→ **文書抜粋**:
-*-*-

流域治水を実践に 国と県が意見交換 4号BP整備を推進(栃木県事業連絡協議会)

[2022/7/2 栃木版]
 国土交通省関東地方整備局(廣瀬昌由局長)は、2022年度の「栃木県事業連絡協議会」をWEB方式で開催した。整備局や各出先事務所、水資源機構と県をリモートでつなぎ、河川や道路など所管する主要事業について情報の共有や意見の交換を行った。整備局は本年度、21年度補正と22年度当初予算を一体的に執行して、河川事業は流域治水プロジェクトの本格的な実践に取り組み、道路事業は国道4号のバイパス・現道拡幅事業や日光川治防災などを推進すると説明。県からは直轄事業の推進をはじめ、県が実施する事業への支援を求めた。

 協議会には、整備局から小林賢太郎企画部長や家田健一郎建政部長、塩井直彦河川部長ら幹部が顔をそろえた。水資源機構からは野仲典理ダム事業部次長が、県からは坂井康一県土整備部長をはじめ県土整備部の次長、本庁課長らが出席した。
 小林部長は開会にあたり、「24年4月から改正労働基準法に基づく時間外労働の上限規制が適用され、建設現場での働き方改革が待ったなしの状況」として、働き方改革や生産性向上の取り組みに国と地方公共団体が連携して取り組む重要性を強調した。

-*-*-

→ **提供データ**:
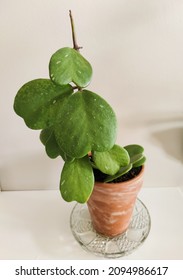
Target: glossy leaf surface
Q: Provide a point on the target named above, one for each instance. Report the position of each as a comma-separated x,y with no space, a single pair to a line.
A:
139,162
86,123
37,102
135,152
68,65
77,180
53,150
109,162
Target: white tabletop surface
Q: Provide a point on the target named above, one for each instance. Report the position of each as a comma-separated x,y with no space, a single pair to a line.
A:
35,225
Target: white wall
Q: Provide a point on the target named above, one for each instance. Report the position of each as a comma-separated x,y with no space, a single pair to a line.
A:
136,50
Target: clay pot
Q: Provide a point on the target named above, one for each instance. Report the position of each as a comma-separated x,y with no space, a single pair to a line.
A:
111,205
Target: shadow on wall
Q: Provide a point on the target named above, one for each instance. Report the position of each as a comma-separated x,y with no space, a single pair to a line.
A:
171,141
33,172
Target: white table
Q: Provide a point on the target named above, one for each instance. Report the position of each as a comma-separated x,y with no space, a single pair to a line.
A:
35,225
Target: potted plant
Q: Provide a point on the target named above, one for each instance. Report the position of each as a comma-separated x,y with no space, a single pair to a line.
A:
81,127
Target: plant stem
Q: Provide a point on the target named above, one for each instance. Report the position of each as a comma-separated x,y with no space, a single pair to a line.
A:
75,45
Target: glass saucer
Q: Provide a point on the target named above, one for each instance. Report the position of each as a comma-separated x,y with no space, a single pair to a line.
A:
110,247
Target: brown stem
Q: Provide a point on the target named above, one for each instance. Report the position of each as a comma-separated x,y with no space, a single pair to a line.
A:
75,45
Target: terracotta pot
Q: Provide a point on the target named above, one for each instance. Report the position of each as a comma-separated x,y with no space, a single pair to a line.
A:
111,205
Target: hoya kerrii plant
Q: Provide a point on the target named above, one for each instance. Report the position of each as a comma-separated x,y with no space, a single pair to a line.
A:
76,124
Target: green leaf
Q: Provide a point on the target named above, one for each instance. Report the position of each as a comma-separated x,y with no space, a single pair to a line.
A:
47,137
53,150
68,65
122,171
135,152
109,162
87,123
77,180
139,162
37,102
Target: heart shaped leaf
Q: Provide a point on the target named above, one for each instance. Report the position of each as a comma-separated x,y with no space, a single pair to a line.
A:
109,162
37,102
77,180
68,65
87,123
53,150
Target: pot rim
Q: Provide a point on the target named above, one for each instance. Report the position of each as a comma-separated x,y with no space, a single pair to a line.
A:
125,183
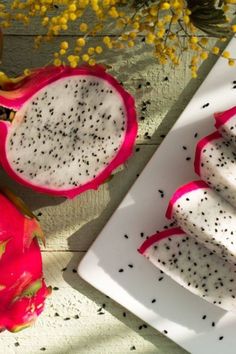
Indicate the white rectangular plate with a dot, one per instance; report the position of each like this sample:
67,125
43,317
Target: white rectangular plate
106,264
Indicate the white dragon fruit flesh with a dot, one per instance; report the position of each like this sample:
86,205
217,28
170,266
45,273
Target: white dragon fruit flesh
200,211
225,123
193,266
71,129
215,163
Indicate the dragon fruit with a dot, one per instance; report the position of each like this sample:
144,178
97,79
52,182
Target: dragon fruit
22,288
215,163
200,211
225,123
71,129
193,266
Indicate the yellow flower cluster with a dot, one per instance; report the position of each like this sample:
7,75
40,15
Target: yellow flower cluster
163,24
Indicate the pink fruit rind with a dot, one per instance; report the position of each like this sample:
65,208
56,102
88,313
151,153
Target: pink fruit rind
28,86
158,237
187,188
200,146
222,117
122,155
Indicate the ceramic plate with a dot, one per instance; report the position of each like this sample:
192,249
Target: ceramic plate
113,264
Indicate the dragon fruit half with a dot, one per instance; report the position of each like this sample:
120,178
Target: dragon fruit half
201,212
193,266
225,123
215,163
71,129
22,287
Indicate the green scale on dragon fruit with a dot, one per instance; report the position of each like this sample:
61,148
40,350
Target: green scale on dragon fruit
71,129
215,163
225,123
202,212
22,287
193,266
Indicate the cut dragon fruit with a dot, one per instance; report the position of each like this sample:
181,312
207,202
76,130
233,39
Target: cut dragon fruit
225,123
215,163
71,129
201,212
22,288
193,266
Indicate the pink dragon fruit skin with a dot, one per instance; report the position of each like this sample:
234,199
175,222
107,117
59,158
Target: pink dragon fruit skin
215,163
24,94
22,287
225,123
193,266
200,211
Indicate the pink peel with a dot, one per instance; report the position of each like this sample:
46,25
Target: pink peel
200,146
21,266
158,237
39,79
222,117
189,187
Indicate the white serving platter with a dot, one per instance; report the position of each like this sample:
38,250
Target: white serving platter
176,312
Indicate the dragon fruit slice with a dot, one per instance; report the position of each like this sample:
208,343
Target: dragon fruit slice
225,123
71,129
201,212
215,163
22,288
193,266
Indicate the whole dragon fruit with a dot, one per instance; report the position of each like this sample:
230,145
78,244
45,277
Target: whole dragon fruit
200,211
71,129
22,287
225,123
215,163
193,266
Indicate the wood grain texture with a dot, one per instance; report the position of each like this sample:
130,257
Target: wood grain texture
71,226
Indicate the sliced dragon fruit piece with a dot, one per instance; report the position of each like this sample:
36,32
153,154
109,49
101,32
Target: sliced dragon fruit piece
22,287
200,211
71,129
225,123
215,163
192,265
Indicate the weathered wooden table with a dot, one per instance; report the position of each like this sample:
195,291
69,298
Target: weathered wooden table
73,322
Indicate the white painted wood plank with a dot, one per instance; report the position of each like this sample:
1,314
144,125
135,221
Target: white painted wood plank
91,333
74,224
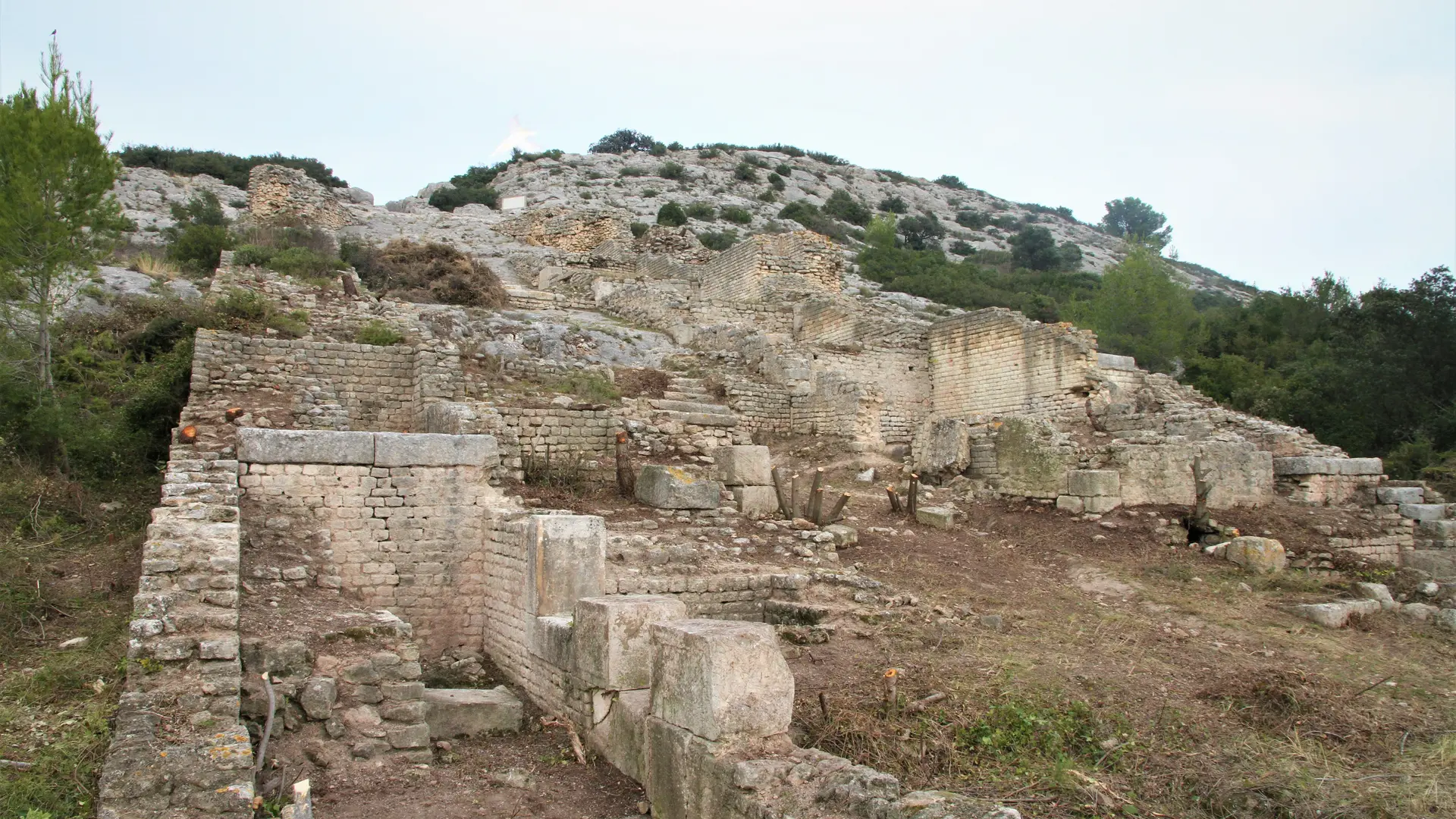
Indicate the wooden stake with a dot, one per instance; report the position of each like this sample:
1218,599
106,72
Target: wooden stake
785,506
839,509
625,477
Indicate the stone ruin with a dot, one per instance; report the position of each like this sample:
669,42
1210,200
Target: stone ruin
375,482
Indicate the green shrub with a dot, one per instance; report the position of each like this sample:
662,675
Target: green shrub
973,219
305,262
718,240
672,216
226,167
623,140
736,215
248,256
842,206
894,205
378,334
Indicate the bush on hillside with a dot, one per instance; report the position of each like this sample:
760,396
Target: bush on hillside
842,206
623,140
704,212
718,240
226,167
428,273
672,215
736,215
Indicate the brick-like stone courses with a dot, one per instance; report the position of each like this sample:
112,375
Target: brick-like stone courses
277,194
403,538
331,385
999,362
568,433
764,265
184,657
571,231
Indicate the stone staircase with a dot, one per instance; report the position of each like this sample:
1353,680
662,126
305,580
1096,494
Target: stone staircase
691,403
1433,519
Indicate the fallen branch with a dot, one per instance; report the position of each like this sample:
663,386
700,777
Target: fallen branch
571,732
925,703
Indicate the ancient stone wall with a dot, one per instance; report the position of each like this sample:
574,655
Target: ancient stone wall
287,196
999,362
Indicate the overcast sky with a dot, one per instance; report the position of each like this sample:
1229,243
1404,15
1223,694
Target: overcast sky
1280,139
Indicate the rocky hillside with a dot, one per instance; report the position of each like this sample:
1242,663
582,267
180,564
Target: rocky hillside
737,191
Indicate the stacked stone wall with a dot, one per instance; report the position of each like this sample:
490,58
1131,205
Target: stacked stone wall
999,362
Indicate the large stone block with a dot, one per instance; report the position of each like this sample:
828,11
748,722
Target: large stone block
721,678
1094,483
430,449
743,465
471,711
1400,494
256,445
1423,510
1307,465
566,560
756,502
1257,554
612,643
677,487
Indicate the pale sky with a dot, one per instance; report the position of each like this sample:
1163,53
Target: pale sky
1280,139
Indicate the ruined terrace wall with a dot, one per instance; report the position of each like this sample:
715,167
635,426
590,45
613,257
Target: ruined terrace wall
998,362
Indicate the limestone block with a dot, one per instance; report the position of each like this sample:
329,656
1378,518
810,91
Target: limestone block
1439,563
743,465
676,487
938,516
1094,483
471,711
1307,465
318,697
618,733
430,449
1423,510
612,639
256,445
1257,554
1400,494
1360,466
721,678
1379,594
1335,615
565,560
756,502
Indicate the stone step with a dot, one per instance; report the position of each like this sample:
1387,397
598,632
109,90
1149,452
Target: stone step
701,419
471,711
689,407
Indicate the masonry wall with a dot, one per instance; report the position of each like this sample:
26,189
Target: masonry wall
999,362
328,385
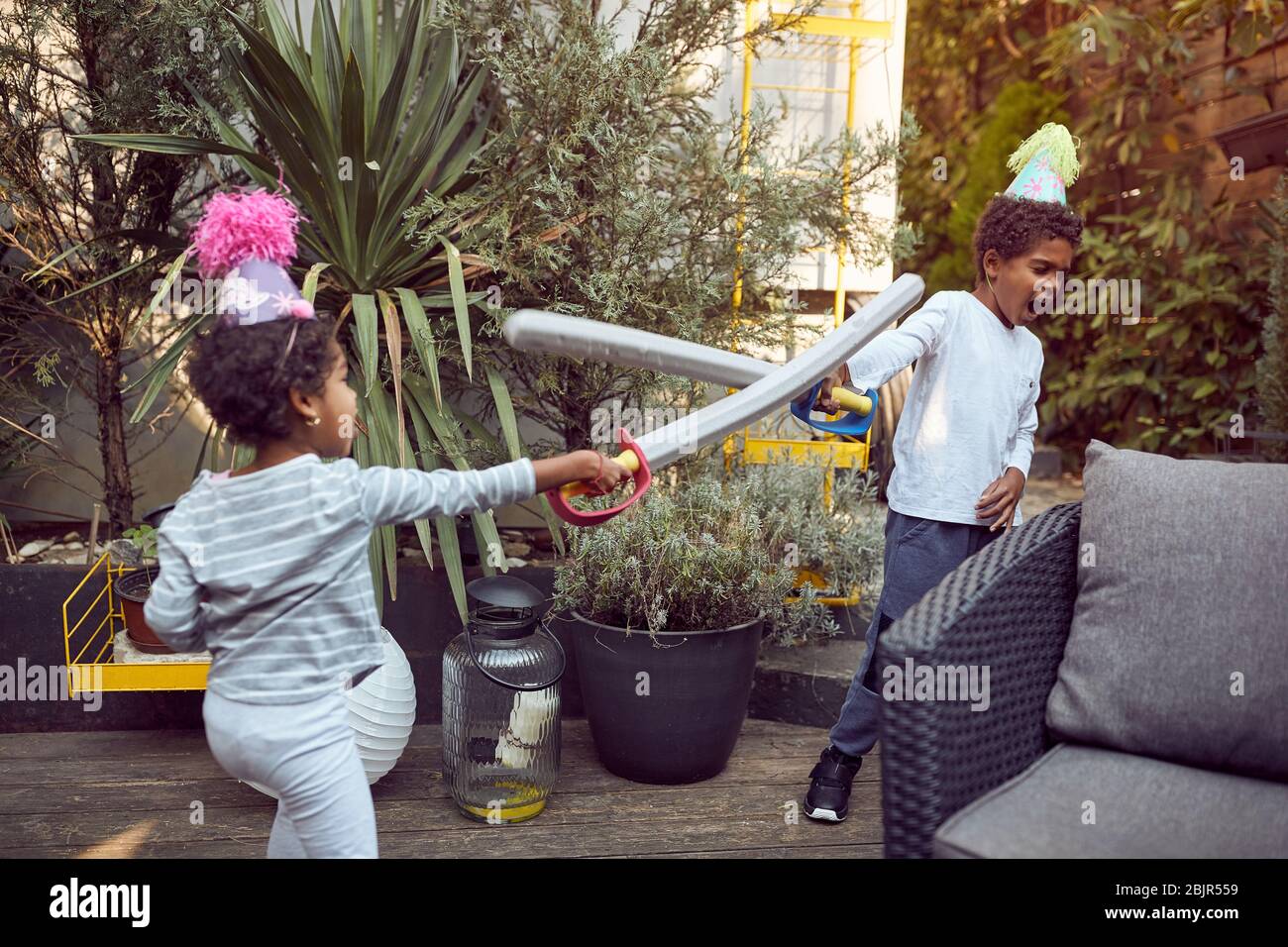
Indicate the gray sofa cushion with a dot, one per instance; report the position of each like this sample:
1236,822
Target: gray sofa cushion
1142,808
1188,596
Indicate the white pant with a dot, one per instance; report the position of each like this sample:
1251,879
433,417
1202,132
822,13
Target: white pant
307,754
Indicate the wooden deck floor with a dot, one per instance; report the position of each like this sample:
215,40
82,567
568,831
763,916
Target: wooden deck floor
130,793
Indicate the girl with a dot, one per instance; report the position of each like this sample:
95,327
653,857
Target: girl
267,566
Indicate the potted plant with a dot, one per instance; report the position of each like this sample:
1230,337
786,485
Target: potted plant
666,607
829,528
133,589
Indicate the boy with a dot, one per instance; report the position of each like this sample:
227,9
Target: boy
965,438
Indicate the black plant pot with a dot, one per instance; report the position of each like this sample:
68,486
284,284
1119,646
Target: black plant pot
681,723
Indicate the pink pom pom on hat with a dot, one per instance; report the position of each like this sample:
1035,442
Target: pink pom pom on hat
248,240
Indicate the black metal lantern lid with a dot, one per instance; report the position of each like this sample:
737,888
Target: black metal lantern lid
503,605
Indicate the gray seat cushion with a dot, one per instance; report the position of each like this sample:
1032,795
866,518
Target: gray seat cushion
1142,808
1184,607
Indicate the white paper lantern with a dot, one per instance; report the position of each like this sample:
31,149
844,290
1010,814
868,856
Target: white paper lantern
381,711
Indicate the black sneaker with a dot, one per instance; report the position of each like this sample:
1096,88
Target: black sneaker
828,797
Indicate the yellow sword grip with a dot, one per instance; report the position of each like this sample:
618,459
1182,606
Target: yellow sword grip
851,401
626,459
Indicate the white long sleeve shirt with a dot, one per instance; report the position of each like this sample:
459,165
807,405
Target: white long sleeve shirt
282,554
971,407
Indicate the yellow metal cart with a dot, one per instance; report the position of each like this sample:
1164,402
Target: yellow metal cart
90,629
827,35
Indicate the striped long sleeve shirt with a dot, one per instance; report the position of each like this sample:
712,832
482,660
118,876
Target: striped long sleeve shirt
281,557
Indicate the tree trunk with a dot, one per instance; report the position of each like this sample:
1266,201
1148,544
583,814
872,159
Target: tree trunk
117,491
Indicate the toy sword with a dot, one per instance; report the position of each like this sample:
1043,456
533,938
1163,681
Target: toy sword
765,385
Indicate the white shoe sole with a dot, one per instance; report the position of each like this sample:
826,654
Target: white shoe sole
823,815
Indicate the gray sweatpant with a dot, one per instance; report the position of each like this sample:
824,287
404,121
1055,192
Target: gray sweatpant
307,754
918,554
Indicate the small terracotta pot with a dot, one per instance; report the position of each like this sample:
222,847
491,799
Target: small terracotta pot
133,589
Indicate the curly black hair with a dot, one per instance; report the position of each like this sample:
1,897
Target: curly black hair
1013,224
232,371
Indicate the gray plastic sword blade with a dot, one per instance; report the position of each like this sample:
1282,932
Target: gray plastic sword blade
764,385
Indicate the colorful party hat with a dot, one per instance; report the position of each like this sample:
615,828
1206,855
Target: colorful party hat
1047,162
248,240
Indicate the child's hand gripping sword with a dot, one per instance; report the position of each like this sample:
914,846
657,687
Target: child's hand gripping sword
764,385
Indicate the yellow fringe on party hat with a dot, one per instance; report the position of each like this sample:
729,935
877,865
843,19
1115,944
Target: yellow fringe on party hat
1046,162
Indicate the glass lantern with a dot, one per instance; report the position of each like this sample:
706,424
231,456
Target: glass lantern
501,703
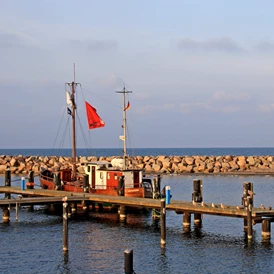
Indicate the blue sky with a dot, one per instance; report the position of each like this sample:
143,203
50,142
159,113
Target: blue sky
201,72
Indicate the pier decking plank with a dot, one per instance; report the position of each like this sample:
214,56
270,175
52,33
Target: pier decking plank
42,196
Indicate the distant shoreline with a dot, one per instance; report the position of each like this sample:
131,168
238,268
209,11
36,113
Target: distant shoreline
162,164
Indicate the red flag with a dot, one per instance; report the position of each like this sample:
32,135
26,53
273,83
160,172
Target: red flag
127,107
94,121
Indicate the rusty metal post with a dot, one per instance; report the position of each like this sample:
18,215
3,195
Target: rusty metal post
163,222
122,213
266,229
65,225
16,212
128,261
248,198
6,209
187,220
197,197
30,183
249,219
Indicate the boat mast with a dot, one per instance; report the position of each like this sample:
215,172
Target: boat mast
73,114
124,137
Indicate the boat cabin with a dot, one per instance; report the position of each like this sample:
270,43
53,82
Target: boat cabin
103,175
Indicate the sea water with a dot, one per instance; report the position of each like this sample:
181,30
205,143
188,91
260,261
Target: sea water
97,245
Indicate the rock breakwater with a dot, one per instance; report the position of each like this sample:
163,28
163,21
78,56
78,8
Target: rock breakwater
151,164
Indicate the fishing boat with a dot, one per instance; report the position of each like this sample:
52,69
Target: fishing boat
100,177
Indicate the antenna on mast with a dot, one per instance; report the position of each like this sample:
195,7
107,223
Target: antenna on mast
124,137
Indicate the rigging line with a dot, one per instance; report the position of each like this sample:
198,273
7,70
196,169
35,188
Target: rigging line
103,99
64,134
89,134
82,131
59,128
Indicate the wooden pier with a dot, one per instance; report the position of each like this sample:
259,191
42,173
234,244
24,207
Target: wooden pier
195,207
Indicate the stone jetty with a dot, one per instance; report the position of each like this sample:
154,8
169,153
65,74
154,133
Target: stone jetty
151,164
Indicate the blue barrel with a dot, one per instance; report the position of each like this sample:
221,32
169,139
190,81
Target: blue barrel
23,183
167,195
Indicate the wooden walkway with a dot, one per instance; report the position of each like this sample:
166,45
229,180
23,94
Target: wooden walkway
41,196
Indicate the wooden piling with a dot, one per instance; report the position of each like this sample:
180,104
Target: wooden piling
249,219
163,222
128,261
65,225
73,208
122,213
6,210
16,212
6,215
197,197
7,182
187,219
85,183
30,183
266,229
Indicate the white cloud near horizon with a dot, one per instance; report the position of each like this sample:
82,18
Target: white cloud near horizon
222,44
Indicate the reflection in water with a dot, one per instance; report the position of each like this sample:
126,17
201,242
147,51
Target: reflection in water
97,243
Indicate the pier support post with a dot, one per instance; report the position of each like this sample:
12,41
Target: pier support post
266,229
248,198
128,261
85,206
6,210
186,221
249,219
65,225
30,183
197,197
16,212
122,213
85,183
73,207
163,222
7,181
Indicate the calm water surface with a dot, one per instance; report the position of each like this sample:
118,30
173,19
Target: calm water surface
34,243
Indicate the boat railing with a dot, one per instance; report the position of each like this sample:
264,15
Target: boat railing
46,177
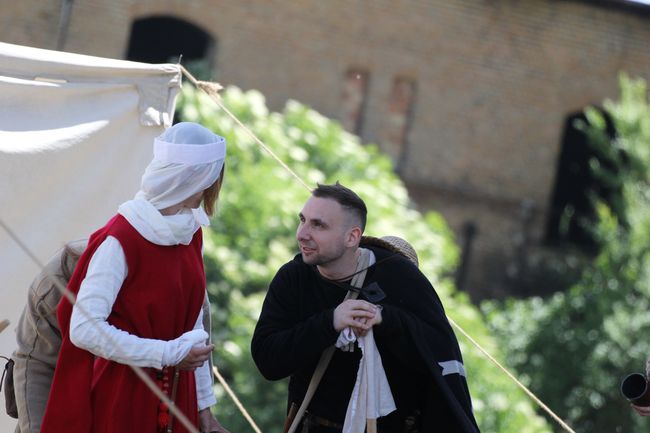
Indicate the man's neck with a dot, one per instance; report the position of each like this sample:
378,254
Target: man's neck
345,267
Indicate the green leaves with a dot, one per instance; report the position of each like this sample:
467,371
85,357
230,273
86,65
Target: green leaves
575,347
253,234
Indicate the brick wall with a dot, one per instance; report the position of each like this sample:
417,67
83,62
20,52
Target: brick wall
494,81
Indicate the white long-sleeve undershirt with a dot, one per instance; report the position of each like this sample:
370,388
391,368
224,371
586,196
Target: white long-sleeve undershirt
107,271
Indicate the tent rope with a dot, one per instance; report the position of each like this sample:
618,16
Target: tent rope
137,370
211,89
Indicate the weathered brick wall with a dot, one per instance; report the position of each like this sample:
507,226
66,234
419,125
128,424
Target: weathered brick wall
494,82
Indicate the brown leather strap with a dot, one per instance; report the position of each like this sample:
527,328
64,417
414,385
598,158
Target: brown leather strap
172,397
357,282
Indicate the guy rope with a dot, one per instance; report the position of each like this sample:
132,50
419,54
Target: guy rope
212,90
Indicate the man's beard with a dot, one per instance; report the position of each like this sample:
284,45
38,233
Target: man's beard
319,259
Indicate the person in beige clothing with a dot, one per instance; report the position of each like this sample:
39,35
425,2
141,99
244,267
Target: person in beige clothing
39,338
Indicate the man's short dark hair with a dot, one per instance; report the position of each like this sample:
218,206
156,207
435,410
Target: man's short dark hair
346,198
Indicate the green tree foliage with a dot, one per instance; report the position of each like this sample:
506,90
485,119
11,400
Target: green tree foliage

-*-*-

→ **やること**:
[A] 栃木県事業連絡協議会の記事にある「整備局や各出先事務所、水資源機構と県をリモートでつなぎ、河川や道路など所管する主要事業について情報の共有や意見の交換を行った。」という文を英語に訳すこと。
[B] 栃木県事業連絡協議会の記事で、協議会に出席したと書かれている人物の氏名をすべて挙げること。

→ **最終結果**:
[A] Connecting the development bureau, its field offices, the Japan Water Agency, and the prefecture remotely, they shared information and exchanged views on the major projects under their jurisdiction, such as rivers and roads.

[B] 小林賢太郎、家田健一郎、塩井直彦、野仲典理、坂井康一